Whales, for example, can take 190,000 tons of carbon out of the atmosphere a year: the equivalence of 80,000 cars a year being taken off the roads. Their conservation is not just a matter of their charisma, romance or tourism value, but rather that they perform an important service in mitigating climate.

As Aldo Leopold once said, “the first law of intelligent tinkering is to keep all the parts.” Ocean conservation, regenerative farming, flood mitigation, fresh water conservation and our other efforts to create climate resiliency should be part of an integrated strategy, one where all the parts are on the table together.

How to Get Others to Join

Yet, as the millions of marchers across the globe during climate week were asking us to notice, to date we have lacked the political will to act at the necessary scale. What will it take to get others to join with us?


Research shows the single best motivator and predictor of activism is not information, but the degree of connectedness one experiences in community. Furthermore, additional motivators include a sense of place, a sense of meaning, and sense of self within the larger context.

Which begs the question: what sort of experiences give us that sense of place and sense of meaning within the larger context?

• _Requirements_
A - In the passage on whales and climate action, rewrite everything from "Whales, for example, can" down to "the table together.", swapping "carbon" for "CO2".
B - Answer these questions using the passage on whales and climate action.
(i) How many tons of carbon can whales take out of the atmosphere in a year?
(ii) Who is quoted on the first law of intelligent tinkering?
(iii) According to research, what is the single best motivator and predictor of activism?

Image segmentation entries:
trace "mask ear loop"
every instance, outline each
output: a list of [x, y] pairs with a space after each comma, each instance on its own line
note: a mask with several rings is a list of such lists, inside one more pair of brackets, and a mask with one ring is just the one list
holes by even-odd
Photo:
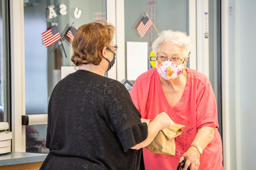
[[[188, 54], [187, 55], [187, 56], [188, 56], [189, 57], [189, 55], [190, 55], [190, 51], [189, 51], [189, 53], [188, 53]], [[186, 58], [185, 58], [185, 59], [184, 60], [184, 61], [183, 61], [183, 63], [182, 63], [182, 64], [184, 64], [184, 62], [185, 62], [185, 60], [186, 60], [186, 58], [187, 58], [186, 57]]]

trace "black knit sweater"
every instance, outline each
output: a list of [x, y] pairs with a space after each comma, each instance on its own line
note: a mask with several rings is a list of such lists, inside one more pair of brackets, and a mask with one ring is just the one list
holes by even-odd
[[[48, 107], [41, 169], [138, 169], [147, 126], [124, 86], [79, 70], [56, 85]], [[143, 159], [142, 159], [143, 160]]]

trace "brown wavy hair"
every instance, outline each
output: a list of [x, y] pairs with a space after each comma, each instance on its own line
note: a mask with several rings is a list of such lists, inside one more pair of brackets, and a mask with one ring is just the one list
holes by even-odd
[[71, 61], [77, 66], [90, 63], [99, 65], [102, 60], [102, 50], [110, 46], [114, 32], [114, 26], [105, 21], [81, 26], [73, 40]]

--

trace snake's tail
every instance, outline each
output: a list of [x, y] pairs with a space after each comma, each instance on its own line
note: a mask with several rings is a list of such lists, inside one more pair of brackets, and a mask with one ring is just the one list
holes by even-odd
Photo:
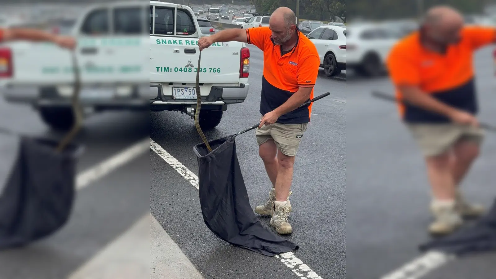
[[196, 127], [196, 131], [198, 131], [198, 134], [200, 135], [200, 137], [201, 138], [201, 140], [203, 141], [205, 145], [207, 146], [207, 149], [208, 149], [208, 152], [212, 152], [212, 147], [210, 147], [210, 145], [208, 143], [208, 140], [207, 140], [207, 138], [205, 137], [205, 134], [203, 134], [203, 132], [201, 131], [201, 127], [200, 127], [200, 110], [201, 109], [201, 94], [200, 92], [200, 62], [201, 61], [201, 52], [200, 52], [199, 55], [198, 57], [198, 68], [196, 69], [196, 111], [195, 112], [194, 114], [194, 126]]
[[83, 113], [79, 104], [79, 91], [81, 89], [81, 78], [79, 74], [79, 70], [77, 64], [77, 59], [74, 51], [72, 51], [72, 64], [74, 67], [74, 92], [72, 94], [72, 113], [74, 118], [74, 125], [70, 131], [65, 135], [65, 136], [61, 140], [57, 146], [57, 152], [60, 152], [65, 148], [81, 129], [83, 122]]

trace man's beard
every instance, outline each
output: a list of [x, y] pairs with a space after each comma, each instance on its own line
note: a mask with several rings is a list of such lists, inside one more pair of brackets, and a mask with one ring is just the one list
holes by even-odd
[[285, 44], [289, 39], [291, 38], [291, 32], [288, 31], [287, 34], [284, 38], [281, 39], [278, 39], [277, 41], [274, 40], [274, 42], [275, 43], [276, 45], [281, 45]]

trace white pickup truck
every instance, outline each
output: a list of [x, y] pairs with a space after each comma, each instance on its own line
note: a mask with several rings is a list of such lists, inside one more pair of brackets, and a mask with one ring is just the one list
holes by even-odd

--

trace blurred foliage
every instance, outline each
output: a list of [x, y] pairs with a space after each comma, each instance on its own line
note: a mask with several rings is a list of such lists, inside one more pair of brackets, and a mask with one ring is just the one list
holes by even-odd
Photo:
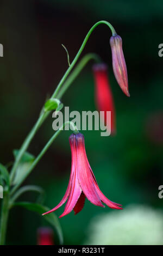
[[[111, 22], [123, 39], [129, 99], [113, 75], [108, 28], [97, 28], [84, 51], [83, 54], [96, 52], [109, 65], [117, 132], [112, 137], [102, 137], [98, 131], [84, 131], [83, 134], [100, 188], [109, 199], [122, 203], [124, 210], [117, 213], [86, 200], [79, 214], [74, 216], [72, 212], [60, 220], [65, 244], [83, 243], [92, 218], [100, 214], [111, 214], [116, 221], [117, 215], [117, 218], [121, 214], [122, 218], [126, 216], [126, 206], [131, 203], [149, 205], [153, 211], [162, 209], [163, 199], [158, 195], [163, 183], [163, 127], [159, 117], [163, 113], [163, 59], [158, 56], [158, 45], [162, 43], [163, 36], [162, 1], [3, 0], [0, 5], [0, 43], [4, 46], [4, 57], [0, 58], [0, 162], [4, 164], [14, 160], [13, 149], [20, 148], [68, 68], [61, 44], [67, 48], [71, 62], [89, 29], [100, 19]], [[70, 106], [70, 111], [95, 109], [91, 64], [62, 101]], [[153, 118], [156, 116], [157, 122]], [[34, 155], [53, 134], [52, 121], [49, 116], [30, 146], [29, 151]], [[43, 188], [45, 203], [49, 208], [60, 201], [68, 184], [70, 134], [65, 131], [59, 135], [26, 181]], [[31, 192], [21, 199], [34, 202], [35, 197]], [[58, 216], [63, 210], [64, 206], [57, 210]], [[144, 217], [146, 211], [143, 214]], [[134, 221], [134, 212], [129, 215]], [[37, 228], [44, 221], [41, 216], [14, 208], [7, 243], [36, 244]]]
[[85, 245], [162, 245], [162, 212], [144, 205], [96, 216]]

• _Completed exercise_
A -
Whales, for example, can take 190,000 tons of CO2 out of the atmosphere a year: the equivalence of 80,000 cars a year being taken off the roads. Their conservation is not just a matter of their charisma, romance or tourism value, but rather that they perform an important service in mitigating climate.

As Aldo Leopold once said, “the first law of intelligent tinkering is to keep all the parts.” Ocean conservation, regenerative farming, flood mitigation, fresh water conservation and our other efforts to create climate resiliency should be part of an integrated strategy, one where all the parts are on the table together.

B -
(i) 190,000 tons.
(ii) Aldo Leopold.
(iii) The degree of connectedness one experiences in community.